- _Task directions_: Reproduce the passage of the article on Upheal below word for word, starting at "Going beyond just" and ending at "depression or mania.".

- _Source text_:
┄┄┄┄┄┄┄┄┄┄

Helping those that help, Prague-based Upheal has raised €1.068 million in a pre-seed funding round as it launches what it’s titling, “the first ever smart notebook for mental health professionals with AI-powered note-taking.” Although no specifics were provided, according to Upheal, the investment will be used to accelerate product development.
Upheal’s help is provided by lead investor KAYA VC with the participation of Calm/Storm and Credo Ventures alongside angel investors including Juraj Masar (Better Stack), Javier Suarez (Oliva & TravelPerk), Andrej Kiska (ex Credo Ventures) Tomas Scavnicky (Parrot), Peter Zajac (Surglogs), Anton Zajac (ESET).
Although we’d all really like to think that this pandemic is done and dusted, the truth of the matter is that it’s not. Putting the economic effects aside for a moment, and looking at purely what this mess has done to mess with our minds, the statistics from the Isles of the United Kingdom alone are enough to make one shudder.
Compound this with a record number of healthcare workers (mental and physical) and the perfect storm for, well, a perfect storm is a clear and present danger.
Focusing on one field that can from time to time go overlooked, unnoticed, and have a social stigma attached to it (which is undoubtedly relaxing, but still present), Upheal is aiming to make the lives of therapists just a tad easier by offering up a dedicated mental health platform for therapists and coaches worldwide. It provides high-quality video calling features, automated full-session transcripts, and pre-organised AI summaries.
Speaking under anonymity one London-based therapist told me, “I spend on average 15-20 minutes per client per day just on notes. With up to 9 clients a day, the time regained from a service like this would free me up to spend more time actually thinking and working on solutions for and with them.”
Going beyond just transcribing sessions, according to Upheal their AI can help therapists identify recurring themes, suggest coping strategies, and flag diagnosis markers, such as beginnings of depression or mania.
At the end of each session, therapists are automatically provided with progress notes and analytics that can identify highlights such as important people and places in their client’s story. Advanced analytics offer insights into client speech cadence, therapist-to-client speech ratio, topic sentiment, and other clinically relevant data.
“The past two years put particular pressure on people’s mental health which further deepened the shortage of therapists globally. We would either need many more therapists or to rethink how they operate. We are excited about Upheal’s vision to bring superpowers to mental health professionals and free up their capacity,” concludes KAYA Partner Tomas Pacinda.

┄┄┄┄┄┄┄┄┄┄

- _Extracted records_:
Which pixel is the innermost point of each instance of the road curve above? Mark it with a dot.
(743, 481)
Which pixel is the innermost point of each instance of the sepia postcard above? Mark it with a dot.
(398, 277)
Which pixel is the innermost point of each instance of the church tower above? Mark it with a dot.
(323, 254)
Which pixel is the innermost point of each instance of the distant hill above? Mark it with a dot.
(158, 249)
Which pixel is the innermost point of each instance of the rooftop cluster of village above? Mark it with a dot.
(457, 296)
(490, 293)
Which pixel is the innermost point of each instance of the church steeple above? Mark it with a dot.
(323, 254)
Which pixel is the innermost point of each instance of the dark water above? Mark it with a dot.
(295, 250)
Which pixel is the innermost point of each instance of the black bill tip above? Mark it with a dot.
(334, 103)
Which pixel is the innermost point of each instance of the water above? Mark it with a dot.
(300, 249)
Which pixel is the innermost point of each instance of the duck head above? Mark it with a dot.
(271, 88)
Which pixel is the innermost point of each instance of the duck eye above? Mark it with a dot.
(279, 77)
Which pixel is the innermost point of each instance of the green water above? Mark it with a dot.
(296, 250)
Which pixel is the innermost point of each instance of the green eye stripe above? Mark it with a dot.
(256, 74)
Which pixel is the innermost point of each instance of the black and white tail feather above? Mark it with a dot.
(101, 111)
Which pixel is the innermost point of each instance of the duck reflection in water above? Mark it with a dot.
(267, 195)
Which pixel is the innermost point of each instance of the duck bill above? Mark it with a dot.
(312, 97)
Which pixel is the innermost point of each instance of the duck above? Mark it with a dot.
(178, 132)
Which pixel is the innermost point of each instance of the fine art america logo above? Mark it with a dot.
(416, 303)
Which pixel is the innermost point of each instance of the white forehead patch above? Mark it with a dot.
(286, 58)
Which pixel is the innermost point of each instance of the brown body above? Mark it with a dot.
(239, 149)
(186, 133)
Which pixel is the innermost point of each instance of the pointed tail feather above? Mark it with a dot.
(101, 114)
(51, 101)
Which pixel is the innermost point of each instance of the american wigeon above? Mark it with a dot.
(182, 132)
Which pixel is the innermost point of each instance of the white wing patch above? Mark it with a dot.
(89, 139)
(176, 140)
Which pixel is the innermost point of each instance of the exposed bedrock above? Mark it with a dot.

┄┄┄┄┄┄┄┄┄┄

- _Exercise solution_:
Going beyond just transcribing sessions, according to Upheal their AI can help therapists identify recurring themes, suggest coping strategies, and flag diagnosis markers, such as beginnings of depression or mania.